START Available data
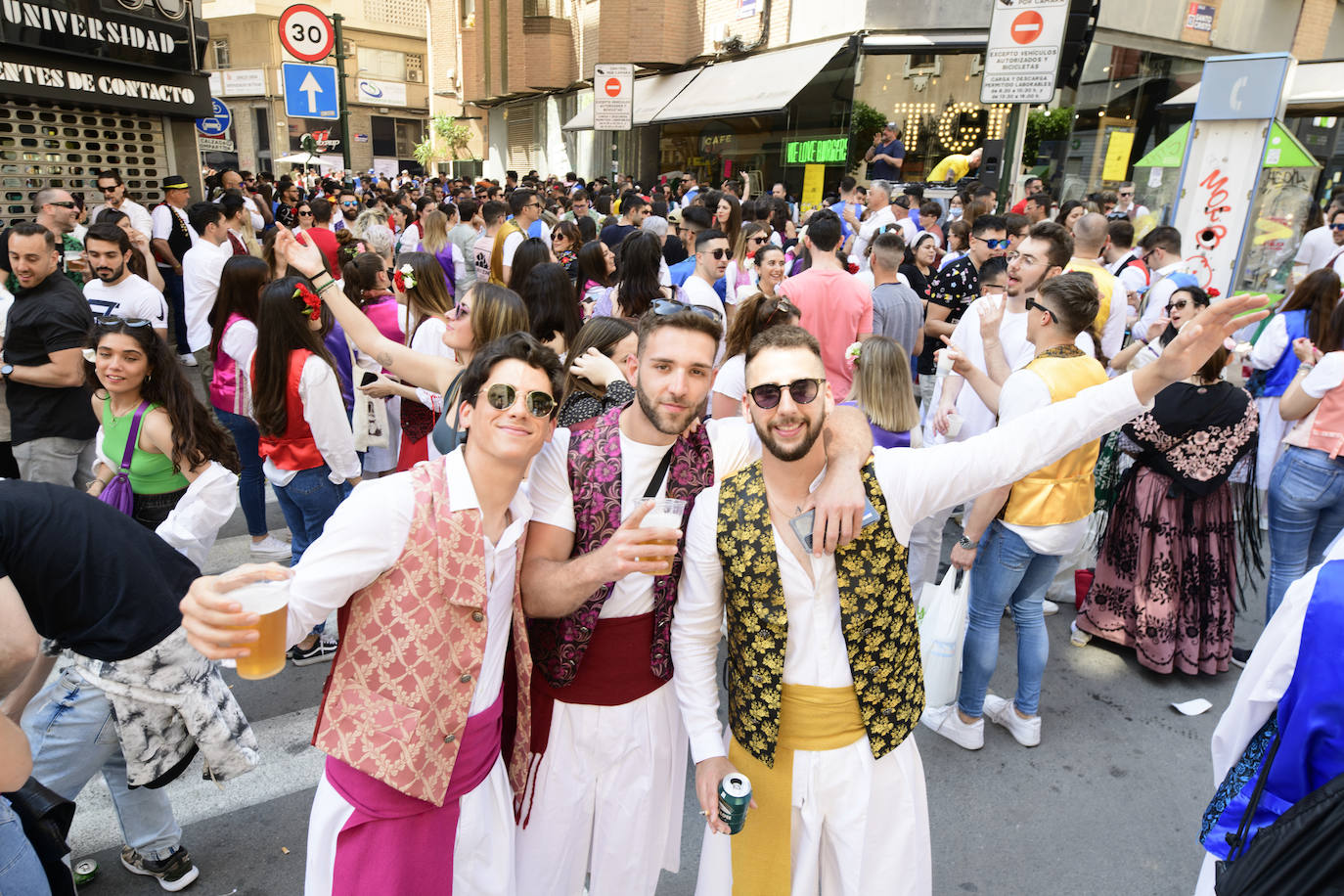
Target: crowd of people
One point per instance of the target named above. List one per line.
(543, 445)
END Available data
START Available data
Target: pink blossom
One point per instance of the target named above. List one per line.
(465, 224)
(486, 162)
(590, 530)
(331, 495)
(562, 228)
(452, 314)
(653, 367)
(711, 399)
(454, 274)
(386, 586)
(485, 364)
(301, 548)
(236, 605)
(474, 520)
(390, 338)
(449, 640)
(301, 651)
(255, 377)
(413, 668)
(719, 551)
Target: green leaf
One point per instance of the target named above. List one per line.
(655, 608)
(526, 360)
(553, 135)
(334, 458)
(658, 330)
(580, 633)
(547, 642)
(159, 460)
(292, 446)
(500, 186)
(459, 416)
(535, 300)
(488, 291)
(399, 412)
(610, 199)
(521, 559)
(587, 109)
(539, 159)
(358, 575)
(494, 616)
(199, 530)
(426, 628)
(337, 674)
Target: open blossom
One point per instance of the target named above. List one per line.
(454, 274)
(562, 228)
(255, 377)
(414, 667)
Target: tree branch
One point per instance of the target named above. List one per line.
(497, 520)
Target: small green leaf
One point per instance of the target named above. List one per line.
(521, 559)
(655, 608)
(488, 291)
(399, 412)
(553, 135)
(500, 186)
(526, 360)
END Available data
What this task involves: What is the number of lines in the data holding the word "leaf"? Reply with that number only.

Solution: 2